* GIVEN RECORDS
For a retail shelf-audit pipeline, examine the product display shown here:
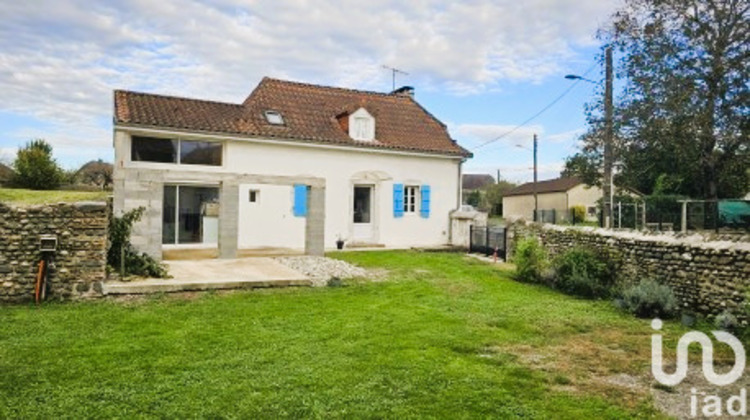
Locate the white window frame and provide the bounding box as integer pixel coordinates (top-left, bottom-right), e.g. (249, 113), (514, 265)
(349, 108), (375, 141)
(404, 185), (422, 214)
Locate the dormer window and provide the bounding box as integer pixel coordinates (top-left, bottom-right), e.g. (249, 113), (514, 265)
(349, 108), (375, 141)
(264, 110), (284, 125)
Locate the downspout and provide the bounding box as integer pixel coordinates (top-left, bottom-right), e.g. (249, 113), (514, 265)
(448, 158), (466, 245)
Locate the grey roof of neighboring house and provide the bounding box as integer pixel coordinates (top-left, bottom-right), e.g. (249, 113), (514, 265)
(461, 174), (495, 190)
(505, 177), (583, 197)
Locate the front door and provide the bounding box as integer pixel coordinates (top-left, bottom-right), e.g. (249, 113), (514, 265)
(352, 185), (373, 242)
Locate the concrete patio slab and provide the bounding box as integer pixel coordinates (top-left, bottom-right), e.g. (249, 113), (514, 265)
(103, 258), (312, 295)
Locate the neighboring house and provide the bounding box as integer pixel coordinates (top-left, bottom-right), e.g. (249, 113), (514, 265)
(114, 78), (471, 258)
(503, 178), (602, 221)
(461, 174), (495, 194)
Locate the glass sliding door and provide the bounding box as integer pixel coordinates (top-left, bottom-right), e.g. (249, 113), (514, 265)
(162, 185), (219, 244)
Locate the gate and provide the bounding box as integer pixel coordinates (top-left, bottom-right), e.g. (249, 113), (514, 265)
(469, 225), (507, 259)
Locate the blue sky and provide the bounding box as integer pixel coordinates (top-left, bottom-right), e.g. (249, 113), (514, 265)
(0, 0), (620, 181)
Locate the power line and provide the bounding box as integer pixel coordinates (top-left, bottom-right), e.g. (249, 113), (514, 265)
(471, 63), (597, 151)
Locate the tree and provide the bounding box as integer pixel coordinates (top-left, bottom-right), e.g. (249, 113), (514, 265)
(76, 159), (113, 190)
(13, 139), (62, 190)
(480, 179), (516, 215)
(566, 0), (750, 199)
(466, 190), (482, 208)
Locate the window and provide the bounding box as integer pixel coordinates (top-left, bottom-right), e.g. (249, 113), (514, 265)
(404, 186), (419, 213)
(180, 140), (221, 166)
(354, 117), (370, 140)
(130, 136), (177, 163)
(349, 108), (375, 141)
(130, 136), (223, 166)
(264, 111), (284, 125)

* WORK INSTRUCTIONS
Recast the stretch from the first line through the line containing "(471, 63), (597, 151)", both included, as a JSON list of strings with one string per line. Omit blank lines and leave out the pictures.

* SOLUTION TO THIS EXERCISE
[
  "For a retail shelf-audit pipeline, examine the product display shown here:",
  "Locate the white window frame and provide the bounding box as integer pixel coordinates (top-left, bottom-right), e.g. (249, 113), (514, 265)",
  "(349, 108), (375, 141)",
  "(404, 185), (422, 214)",
  "Locate the dormer window and provide the bounding box as integer pixel coordinates (top-left, bottom-right), e.g. (249, 113), (514, 265)",
  "(349, 108), (375, 141)",
  "(264, 110), (284, 125)",
  "Locate the downspout and provide the bounding box as integer pixel coordinates (top-left, bottom-right), e.g. (249, 113), (514, 265)",
  "(448, 158), (466, 245)",
  "Locate the grey roof of neighboring house and provide the bounding box as integer pixel coordinates (top-left, bottom-right), e.g. (249, 113), (514, 265)",
  "(461, 174), (495, 190)",
  "(505, 177), (583, 197)",
  "Locate the front door and provide the bounding box as integer pixel coordinates (top-left, bottom-right), e.g. (249, 113), (514, 265)",
  "(352, 185), (373, 242)",
  "Locate the concrete patio slab and provide the bounding box as integer pixel coordinates (top-left, bottom-right), e.g. (249, 113), (514, 265)",
  "(103, 258), (312, 295)",
  "Locate the neighboring house and provide the bounding box as integer pixel coordinates (top-left, bottom-right), e.g. (249, 113), (514, 265)",
  "(114, 78), (471, 258)",
  "(503, 178), (602, 221)",
  "(461, 174), (495, 194)",
  "Locate the glass sliding door and provide the bounding box as integer pixel coordinates (top-left, bottom-right), e.g. (249, 113), (514, 265)",
  "(162, 185), (219, 244)",
  "Locate the gate and provide the bounding box as integer pixel coordinates (top-left, bottom-right), e.g. (249, 113), (514, 265)",
  "(469, 225), (507, 259)",
  "Locate the blue sky and provide the bounding box as integer pixel coordinates (top-left, bottom-right), e.g. (249, 113), (514, 265)",
  "(0, 0), (620, 181)",
  "Locate the power line and provide the bounding box as integer pixel coordinates (top-left, bottom-right), e.g. (249, 113), (514, 265)",
  "(471, 63), (597, 151)"
]